**What to work on:** Every line from the one containing "Please place a point on the pink curtain" through the end of the data is to be copied exactly, and nothing outside that range.

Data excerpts
+ + + + + + +

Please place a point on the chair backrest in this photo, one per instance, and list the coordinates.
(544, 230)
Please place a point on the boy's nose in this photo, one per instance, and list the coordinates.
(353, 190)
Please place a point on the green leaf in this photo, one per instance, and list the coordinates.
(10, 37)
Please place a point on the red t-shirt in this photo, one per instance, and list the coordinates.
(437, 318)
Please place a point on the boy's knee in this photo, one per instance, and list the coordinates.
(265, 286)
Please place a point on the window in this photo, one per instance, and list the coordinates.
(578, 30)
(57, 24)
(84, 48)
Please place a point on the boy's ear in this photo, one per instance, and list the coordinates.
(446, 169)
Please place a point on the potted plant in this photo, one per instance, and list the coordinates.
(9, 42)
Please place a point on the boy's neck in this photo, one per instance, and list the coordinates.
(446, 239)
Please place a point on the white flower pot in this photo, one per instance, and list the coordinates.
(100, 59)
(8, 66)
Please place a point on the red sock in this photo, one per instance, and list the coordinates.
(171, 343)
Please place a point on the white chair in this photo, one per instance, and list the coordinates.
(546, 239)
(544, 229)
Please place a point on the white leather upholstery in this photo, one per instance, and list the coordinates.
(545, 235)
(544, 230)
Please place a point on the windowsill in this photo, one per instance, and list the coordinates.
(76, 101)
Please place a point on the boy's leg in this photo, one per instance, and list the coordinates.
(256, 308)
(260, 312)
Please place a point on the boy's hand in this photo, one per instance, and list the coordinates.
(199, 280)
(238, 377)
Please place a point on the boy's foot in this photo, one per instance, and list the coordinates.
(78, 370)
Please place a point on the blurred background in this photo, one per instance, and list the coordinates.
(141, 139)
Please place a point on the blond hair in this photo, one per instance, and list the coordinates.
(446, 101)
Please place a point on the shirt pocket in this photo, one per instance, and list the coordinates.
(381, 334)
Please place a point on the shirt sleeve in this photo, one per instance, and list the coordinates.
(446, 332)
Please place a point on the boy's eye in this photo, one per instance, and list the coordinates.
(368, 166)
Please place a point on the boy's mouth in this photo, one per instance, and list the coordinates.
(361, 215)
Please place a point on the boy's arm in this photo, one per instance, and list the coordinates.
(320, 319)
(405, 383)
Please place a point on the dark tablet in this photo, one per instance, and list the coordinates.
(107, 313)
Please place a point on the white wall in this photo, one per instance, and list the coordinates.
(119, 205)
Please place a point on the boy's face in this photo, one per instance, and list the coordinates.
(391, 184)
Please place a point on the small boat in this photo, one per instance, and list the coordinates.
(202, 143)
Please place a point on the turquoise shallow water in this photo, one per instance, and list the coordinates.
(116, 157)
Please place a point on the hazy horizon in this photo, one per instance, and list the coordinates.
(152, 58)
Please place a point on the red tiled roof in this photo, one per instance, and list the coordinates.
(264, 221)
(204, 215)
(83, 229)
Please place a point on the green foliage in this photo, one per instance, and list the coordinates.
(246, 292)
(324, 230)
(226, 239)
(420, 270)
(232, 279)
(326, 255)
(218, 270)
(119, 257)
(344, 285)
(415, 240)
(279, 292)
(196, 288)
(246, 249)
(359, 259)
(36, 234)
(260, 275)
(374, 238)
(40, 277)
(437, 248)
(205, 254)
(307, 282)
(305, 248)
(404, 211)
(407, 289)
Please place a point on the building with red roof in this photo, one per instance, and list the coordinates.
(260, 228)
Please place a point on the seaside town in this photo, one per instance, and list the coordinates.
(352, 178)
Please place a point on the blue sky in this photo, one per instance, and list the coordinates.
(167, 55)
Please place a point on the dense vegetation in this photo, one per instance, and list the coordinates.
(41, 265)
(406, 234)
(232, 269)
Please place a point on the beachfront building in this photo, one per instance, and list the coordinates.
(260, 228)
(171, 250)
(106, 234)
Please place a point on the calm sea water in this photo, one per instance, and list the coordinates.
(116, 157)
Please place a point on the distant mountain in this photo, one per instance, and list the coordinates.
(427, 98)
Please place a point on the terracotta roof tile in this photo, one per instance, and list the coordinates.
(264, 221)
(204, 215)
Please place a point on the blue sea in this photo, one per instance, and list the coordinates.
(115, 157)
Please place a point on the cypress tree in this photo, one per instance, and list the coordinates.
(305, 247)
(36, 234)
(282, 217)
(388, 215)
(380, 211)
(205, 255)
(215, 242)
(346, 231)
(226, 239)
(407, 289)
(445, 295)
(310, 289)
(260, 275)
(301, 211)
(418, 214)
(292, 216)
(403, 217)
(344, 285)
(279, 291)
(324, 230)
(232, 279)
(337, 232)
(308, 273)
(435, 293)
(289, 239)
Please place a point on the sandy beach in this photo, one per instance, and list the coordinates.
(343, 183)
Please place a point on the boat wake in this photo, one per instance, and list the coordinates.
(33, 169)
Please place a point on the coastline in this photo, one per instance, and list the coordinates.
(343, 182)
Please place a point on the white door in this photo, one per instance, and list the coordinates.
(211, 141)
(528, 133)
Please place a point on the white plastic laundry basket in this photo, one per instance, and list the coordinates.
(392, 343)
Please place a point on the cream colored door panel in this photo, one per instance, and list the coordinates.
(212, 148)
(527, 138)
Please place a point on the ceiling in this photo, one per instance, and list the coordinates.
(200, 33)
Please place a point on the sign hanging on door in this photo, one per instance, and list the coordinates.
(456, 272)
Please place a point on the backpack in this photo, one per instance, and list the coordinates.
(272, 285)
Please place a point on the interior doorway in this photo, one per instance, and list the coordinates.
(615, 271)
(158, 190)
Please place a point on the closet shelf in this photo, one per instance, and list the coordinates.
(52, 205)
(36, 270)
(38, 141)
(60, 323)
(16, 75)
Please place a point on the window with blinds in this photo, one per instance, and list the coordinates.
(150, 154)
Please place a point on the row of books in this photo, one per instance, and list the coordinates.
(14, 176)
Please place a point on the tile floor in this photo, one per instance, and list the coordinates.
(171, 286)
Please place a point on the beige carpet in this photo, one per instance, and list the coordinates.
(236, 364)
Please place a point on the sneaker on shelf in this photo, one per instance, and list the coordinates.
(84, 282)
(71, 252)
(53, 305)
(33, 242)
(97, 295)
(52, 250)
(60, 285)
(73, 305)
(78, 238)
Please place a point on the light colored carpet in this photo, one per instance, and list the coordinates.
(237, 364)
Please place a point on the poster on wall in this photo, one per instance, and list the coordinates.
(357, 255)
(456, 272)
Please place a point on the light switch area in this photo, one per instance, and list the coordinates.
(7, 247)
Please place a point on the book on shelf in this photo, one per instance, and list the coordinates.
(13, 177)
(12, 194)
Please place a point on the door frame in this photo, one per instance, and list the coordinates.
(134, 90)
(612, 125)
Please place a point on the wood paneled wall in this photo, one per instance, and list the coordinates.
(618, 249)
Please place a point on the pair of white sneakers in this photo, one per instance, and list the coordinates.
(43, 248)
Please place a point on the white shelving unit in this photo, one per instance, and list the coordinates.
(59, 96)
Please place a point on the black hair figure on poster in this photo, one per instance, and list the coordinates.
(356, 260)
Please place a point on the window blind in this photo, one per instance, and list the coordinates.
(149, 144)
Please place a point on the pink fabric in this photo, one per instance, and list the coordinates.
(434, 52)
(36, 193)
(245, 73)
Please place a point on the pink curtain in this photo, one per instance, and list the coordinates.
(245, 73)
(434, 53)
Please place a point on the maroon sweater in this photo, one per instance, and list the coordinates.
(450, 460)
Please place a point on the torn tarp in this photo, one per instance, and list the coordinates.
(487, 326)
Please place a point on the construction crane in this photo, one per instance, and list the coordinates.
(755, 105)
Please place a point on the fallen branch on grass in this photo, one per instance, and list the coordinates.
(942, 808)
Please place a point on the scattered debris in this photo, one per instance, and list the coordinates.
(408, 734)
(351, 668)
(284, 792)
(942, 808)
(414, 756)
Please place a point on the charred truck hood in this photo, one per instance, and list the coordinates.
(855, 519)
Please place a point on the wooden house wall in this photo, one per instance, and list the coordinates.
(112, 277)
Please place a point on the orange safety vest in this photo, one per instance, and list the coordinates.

+ + + + + + +

**Output for this task:**
Please place a point on the pink curtain in this photo, one per instance, and list the coordinates.
(245, 73)
(434, 53)
Please place a point on the maroon sweater in this photo, one per instance, and list the coordinates.
(450, 460)
Please place a point on the torn tarp in this photo, one per instance, and list the coordinates.
(487, 326)
Please place a point on the construction crane in this photo, one per instance, and list the coordinates.
(755, 105)
Please place a point on the fallen branch on grass in this photo, one per instance, and list the coordinates.
(942, 808)
Please place a point on the scattered debris in this photo, one per instance, and list the coordinates.
(408, 734)
(351, 668)
(284, 792)
(942, 808)
(414, 756)
Please place a point on the charred truck hood in this photo, one per instance, and list the coordinates.
(855, 519)
Please place a point on the wooden house wall in this photo, one per instance, and list the coordinates.
(112, 277)
Please place a point on the orange safety vest in this photo, one per instance, and list the coordinates.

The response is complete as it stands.